EXERCISE REQUIREMENTS.
Change each occurrence of "group of onlookers" in the records below to "crowd of spectators", and give the records back with everything else left as it is.
---------------
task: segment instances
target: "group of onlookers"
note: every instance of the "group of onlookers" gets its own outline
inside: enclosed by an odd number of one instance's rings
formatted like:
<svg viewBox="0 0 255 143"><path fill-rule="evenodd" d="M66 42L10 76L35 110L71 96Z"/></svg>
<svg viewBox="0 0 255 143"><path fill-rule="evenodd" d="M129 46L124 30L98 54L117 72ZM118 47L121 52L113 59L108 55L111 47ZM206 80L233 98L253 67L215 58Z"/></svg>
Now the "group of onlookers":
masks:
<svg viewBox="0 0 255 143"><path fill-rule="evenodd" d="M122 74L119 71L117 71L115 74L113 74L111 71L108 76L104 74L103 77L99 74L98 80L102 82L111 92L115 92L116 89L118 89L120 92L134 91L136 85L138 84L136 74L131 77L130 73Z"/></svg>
---------------
RESULT BELOW.
task: segment instances
target: "crowd of spectators"
note: every instance of the "crowd of spectators" gets its own outline
inside: enclosed by an odd number of one instance's rings
formatted like:
<svg viewBox="0 0 255 143"><path fill-rule="evenodd" d="M66 42L10 76L35 110L71 96Z"/></svg>
<svg viewBox="0 0 255 143"><path fill-rule="evenodd" d="M129 46L124 30L98 54L117 72ZM118 47L121 52L113 59L108 55L111 47ZM206 80L233 98L253 67L215 58Z"/></svg>
Now the "crowd of spectators":
masks:
<svg viewBox="0 0 255 143"><path fill-rule="evenodd" d="M122 74L119 71L117 71L115 74L113 74L111 71L108 76L104 74L103 77L99 74L98 80L102 82L111 92L115 92L116 89L118 89L120 92L134 91L136 85L138 84L136 74L131 77L130 73Z"/></svg>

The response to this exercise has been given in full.